*Work to complete:*
[1] Rewrite the stretch of the essay on forgiveness from "It has come" through "everyone moves on.", putting "failing" in place of "shortcoming".
[2] According to the essay on forgiveness, how does the writer tend to be with most people? Give every word it uses for this.

*Source document:*
=-=-=-=-=

Why I can’t forgive you

In order to bestow forgiveness, a person has to have some very particular underlying beliefs and ideas in the first place. As I don’t, and therefore can’t, I thought it might be interesting to pick through the mechanics a bit.

It has come to my attention in the last few months that to be able to forgive, you have to feel that something else should have happened. You have to believe that the other person shares your sense of what should have happened, and that they would have preferred to get it right and do the thing that would have fitted with that. From that place, (as far as I can make out) you forgive the shortcoming, the mistake, and everyone moves on.

I automatically differentiate between things I need and want, and the actual shape of my interactions with people. Entitlement doesn’t feature much, for a whole array of historical reasons. Consequently, if something goes wrong I tend not to see this as an accidental departure from the real relationship, but as a reflection of it. I make sense of my interactions with people based not on what I think should happen, but on what happens. It means that forgetting, letting me down, being less than fair or kind to me is likely to just be quietly recognised as how things are between us. It is absolutely not a coincidence that I tend to be wary, distant and closed with most people.

My suspicion is that if you carry an ideal about, then however wonky the reality is, you’ll probably do a better job of holding positive and open sorts of connections with other people. Failure to live up to expectation might seem more temporary, more transient from that perspective, and be easier both to point out and to then let go of. What point is there in making a fuss about how someone treats you, if you start with the belief that how they treat you is an expression of how they feel about you? Ask them to do differently and you’re asking them (from that way of looking at things)to be dishonest with you.

=-=-=-=-=

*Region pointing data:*
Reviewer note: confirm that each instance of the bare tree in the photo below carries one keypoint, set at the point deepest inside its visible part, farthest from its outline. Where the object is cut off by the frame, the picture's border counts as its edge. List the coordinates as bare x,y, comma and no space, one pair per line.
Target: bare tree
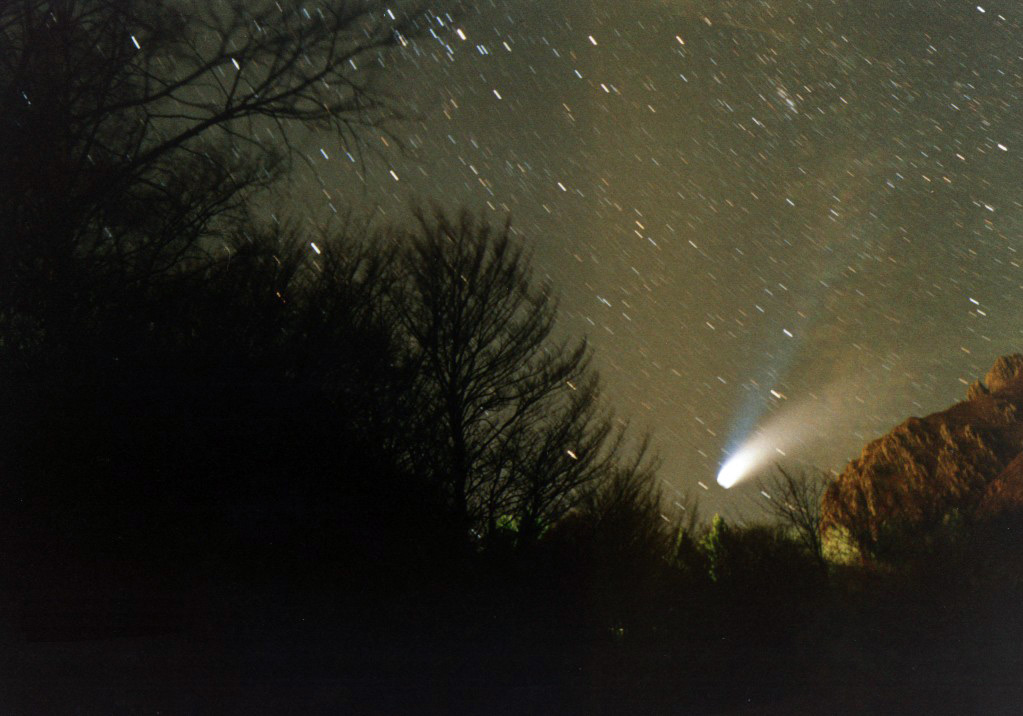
518,434
794,499
130,126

=-=-=-=-=

*Completed exercise:*
[1]
It has come to my attention in the last few months that to be able to forgive, you have to feel that something else should have happened. You have to believe that the other person shares your sense of what should have happened, and that they would have preferred to get it right and do the thing that would have fitted with that. From that place, (as far as I can make out) you forgive the failing, the mistake, and everyone moves on.

[2] wary, distant, closed